▶ Goal of the exercise
Gather every line of the records below that contains the word "recessed", copying each line in full. The match is case-sensitive.
'''
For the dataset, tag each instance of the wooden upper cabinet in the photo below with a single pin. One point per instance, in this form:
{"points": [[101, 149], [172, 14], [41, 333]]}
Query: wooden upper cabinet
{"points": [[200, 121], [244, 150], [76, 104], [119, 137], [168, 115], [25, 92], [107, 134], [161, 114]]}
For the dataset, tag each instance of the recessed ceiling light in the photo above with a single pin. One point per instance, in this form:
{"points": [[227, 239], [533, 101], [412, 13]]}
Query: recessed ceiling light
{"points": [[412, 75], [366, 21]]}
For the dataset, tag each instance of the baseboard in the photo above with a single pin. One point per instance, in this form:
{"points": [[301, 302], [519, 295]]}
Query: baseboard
'''
'''
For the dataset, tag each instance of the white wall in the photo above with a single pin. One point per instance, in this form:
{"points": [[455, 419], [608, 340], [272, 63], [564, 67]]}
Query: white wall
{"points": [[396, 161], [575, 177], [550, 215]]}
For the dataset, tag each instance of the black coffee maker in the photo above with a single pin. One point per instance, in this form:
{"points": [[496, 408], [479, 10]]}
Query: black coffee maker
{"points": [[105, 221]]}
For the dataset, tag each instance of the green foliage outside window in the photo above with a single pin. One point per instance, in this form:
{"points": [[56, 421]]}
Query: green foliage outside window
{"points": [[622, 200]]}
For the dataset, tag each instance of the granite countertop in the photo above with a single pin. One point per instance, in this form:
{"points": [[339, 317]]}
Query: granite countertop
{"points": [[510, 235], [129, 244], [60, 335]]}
'''
'''
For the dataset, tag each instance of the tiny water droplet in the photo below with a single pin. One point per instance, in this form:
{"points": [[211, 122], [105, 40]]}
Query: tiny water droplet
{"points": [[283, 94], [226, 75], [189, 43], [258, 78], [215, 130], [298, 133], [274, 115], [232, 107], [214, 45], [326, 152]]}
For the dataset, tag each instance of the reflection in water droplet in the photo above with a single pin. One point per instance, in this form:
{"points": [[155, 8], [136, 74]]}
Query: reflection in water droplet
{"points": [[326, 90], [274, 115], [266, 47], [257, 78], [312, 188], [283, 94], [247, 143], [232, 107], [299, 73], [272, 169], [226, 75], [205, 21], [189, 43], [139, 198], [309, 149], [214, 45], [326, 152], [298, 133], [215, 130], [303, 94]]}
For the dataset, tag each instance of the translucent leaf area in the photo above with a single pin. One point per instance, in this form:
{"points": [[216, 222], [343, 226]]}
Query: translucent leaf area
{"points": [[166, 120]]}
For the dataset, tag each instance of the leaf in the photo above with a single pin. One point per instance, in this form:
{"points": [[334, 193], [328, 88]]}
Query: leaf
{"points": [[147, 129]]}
'''
▶ Correct output
For the dataset, tag each instance of the recessed ceiling light in the photo above with a single pin. One point per instance, in this form:
Query: recessed ceiling light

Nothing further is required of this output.